Task goal:
Would you copy each line of the data below that has "water"?

Stored data:
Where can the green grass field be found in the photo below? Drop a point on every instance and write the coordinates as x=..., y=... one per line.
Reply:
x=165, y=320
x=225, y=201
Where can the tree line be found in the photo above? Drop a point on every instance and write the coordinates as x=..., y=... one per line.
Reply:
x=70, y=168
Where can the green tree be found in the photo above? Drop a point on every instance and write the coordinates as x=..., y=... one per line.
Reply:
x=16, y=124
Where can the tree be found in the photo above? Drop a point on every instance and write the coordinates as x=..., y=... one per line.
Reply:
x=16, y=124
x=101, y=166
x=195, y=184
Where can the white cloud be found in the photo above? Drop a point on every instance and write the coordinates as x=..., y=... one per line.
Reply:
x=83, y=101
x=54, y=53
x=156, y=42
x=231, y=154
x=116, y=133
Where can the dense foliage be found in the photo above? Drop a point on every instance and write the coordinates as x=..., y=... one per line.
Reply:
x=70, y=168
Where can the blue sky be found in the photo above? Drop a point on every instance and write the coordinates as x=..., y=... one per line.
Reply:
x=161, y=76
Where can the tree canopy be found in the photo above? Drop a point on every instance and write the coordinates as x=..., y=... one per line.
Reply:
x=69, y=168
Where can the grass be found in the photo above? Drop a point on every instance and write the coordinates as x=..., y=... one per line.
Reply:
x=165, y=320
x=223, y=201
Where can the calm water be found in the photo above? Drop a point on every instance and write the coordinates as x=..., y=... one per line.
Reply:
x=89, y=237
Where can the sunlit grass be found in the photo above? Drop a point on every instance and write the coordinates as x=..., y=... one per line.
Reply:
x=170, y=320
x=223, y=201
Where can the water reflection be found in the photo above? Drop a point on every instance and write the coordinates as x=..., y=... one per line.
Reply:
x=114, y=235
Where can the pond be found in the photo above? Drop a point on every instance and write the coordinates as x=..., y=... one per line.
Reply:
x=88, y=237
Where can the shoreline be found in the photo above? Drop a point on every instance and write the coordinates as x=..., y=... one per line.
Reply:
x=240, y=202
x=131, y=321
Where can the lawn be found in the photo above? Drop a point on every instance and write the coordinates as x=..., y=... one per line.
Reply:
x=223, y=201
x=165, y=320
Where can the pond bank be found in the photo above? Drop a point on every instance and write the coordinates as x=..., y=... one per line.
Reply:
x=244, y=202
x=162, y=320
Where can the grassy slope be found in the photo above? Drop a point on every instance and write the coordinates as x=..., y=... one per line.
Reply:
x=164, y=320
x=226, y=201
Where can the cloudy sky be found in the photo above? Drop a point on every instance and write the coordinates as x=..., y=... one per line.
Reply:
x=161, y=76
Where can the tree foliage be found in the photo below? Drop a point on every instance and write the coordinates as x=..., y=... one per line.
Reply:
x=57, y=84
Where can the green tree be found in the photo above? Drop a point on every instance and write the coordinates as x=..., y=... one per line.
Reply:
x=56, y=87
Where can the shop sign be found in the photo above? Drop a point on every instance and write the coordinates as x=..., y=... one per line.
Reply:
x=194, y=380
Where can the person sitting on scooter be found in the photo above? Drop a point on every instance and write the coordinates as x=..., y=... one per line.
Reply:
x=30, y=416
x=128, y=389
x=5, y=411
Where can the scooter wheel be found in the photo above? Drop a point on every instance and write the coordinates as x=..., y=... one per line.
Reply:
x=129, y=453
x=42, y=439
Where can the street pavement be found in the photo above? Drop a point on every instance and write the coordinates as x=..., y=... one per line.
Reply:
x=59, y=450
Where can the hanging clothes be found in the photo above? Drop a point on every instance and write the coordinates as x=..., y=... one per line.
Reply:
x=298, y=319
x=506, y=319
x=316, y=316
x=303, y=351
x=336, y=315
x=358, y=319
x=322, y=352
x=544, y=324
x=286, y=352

Expected answer:
Where can the calm water be found in the photo above? Drop a point on every instance and write the coordinates as x=..., y=... one per line.
Where can the water reflection be found in the photo above? Drop a point on every instance and write the coordinates as x=..., y=... one per line.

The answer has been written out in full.